MATERIAL PROVIDED Block Start
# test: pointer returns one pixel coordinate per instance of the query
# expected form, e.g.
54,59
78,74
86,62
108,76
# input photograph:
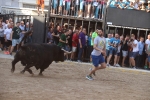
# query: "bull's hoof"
12,70
40,74
22,72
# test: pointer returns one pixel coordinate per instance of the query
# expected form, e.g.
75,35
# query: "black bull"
38,55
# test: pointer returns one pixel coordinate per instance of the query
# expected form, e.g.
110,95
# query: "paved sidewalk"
83,63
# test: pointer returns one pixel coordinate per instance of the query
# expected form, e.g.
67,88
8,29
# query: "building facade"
20,7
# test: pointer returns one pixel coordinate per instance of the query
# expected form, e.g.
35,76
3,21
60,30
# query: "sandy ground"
66,81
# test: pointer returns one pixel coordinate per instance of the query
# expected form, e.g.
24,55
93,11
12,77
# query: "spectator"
67,7
69,38
7,22
125,49
97,54
114,43
114,3
107,45
135,49
56,34
121,4
40,4
22,27
94,35
54,6
7,37
60,7
81,8
147,45
140,56
148,7
119,51
63,40
142,7
10,20
88,8
137,4
95,9
49,36
127,2
1,36
75,40
77,7
15,35
130,6
82,43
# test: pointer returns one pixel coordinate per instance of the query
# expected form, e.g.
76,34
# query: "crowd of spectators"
136,5
93,8
79,8
11,34
118,47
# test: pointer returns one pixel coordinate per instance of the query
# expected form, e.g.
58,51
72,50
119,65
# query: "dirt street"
66,81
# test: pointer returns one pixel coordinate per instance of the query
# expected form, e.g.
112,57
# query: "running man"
40,4
97,54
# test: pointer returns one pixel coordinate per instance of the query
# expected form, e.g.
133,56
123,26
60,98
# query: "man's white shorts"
15,42
124,53
74,49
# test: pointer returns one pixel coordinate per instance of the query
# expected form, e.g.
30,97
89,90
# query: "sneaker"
117,65
79,61
108,65
5,52
89,77
8,52
134,67
93,17
93,73
145,67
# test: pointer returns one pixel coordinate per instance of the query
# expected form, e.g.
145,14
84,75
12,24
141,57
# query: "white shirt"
100,42
7,32
148,43
135,49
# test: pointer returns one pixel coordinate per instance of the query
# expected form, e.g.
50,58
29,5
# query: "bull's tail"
25,36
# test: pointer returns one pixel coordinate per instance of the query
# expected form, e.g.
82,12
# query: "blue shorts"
15,42
112,51
97,60
118,54
81,4
60,2
133,54
54,4
67,6
148,58
107,52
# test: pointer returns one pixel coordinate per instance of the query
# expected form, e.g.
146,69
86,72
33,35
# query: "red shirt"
75,38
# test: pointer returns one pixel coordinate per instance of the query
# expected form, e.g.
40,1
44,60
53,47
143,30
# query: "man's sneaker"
8,52
89,77
108,65
93,73
79,61
134,67
5,52
117,65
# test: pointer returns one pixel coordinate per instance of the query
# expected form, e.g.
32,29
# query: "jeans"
97,11
80,52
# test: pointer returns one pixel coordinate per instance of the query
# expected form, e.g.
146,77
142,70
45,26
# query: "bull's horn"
65,51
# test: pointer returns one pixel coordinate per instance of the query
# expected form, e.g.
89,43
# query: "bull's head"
62,53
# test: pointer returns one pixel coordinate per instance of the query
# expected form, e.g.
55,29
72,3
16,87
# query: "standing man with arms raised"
99,49
15,35
82,43
147,46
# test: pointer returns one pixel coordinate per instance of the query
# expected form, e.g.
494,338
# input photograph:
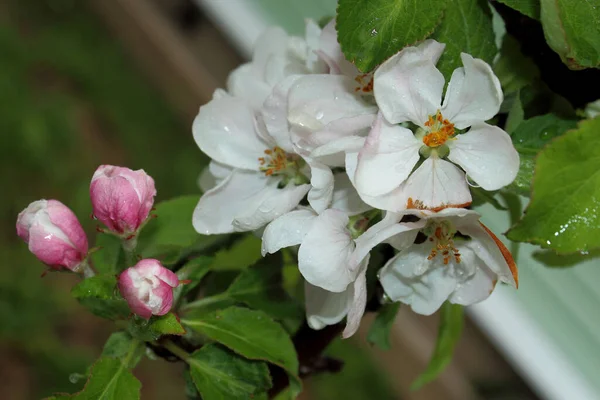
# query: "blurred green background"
70,101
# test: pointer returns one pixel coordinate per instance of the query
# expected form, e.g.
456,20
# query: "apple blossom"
460,260
259,180
148,288
276,56
54,234
408,88
121,198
MATERIAL PROVIDED Block End
▶ WHAT YOU NEED TO DO
Exact copy, no pictures: reproduce every record above.

▶ ANSWER
# test: pointer returns one pixel coordinate per instance of the query
# expected form, e.g.
54,59
78,74
86,62
108,76
# input photograph:
# query: "bull's hoof"
12,70
40,74
22,72
# test: pointer returns one pixel coordinate per instance of the query
# expected form, e.g.
75,35
# query: "black bull"
38,55
# test: pointer returns one pixel coordinate per instance of the query
# expected form, e.g.
110,95
# query: "paved sidewalk"
83,63
# test: pointer returns one pixel coordinate per instance of the query
# expected form, e.g.
67,88
8,29
# query: "building facade"
20,7
# test: pointer returns one pixel coordinate per instance of the query
# expected form, e.g.
35,76
3,21
60,30
# query: "sandy ground"
66,81
# test: pointer returns one pixel coordinate per instance of the query
# expected form, e.g.
24,55
93,11
12,77
# query: "spectator"
67,7
69,38
7,22
125,49
97,54
114,43
114,3
107,45
135,49
56,34
121,4
40,4
22,27
94,35
54,6
7,37
60,7
81,8
147,45
140,56
148,7
119,51
63,40
142,7
10,20
88,8
137,4
95,9
49,36
127,2
1,36
75,40
77,7
15,35
130,6
82,43
# test: pointer returns one pixel coordinate per instance of the query
# expected form, e.g.
76,34
# query: "crowd of spectators"
136,5
93,8
79,8
11,34
118,47
# test: pointer returns one pixel coordinate per instance of the query
# expected form, e.g.
58,51
72,50
119,65
# query: "dirt street"
66,81
# test: pointer returns one pixel coordinate per instance of the query
# expected form, e.g.
112,57
# query: "running man"
40,4
97,54
# test: pointer returns one pixel coordinate per instance of the query
# expected form, e.g.
133,56
123,26
60,98
# query: "man's white shorts"
15,42
124,53
74,49
# test: pointer returns one pixel coordinate per instance of the query
# expected form, e.g.
30,97
89,90
# query: "sneaker"
117,65
79,61
108,65
5,52
89,77
8,52
134,67
93,17
93,73
145,67
# test: pointer returns one pixel coordinate per instance of the query
# expected form, e.g.
145,14
84,75
12,24
141,57
# query: "white shirt"
100,42
7,32
148,43
135,49
# test: pointer returns one pixel coordinate per instance of the query
# expected form, e.g.
50,58
29,5
# query: "bull's tail"
25,36
# test: pointer returns one pixel coordinate per instance of the query
# expected form, e.g.
82,12
# query: "blue shorts"
15,42
112,51
97,60
118,54
81,4
60,2
133,54
54,4
67,6
148,58
107,52
# test: pointer returns one pixel coordinate per instance of the query
# expected form, e.g.
146,69
86,72
33,35
# query: "red shirt"
75,38
# test: pointer returns one pixel coordinate per instance of the query
# expected form, e.g.
40,1
44,60
53,47
143,30
# query: "man's sneaker"
8,52
89,77
108,65
93,73
79,61
134,67
5,52
117,65
# test: pointer returns one pixel coordinate per instance of the query
# expected form, e.g.
32,29
# query: "jeans"
97,11
80,52
# test: pointer returns one pixel coordinate per instance of the query
# expected form, e.g.
146,77
142,70
45,26
# query: "bull's horn"
65,51
# test: pointer returns one pixel coordinate per instance of the query
# expected form, e.g.
89,43
# query: "bull's head"
62,53
# test: pointer returns one pixel coordinate per instance of the query
# expected form, e.g.
55,29
72,3
16,87
# query: "standing man with arms raised"
99,49
15,35
82,43
147,46
# test: pointer returns one pixel coordinate per instance of the query
# expected form, e.g.
494,338
# input photograph:
# query: "blurred green background"
70,101
# test: pointer returns one pixel coordinate per instance of the query
# expected form, e.g.
456,20
# query: "apple blossom"
460,260
259,180
148,288
276,56
54,234
408,88
121,198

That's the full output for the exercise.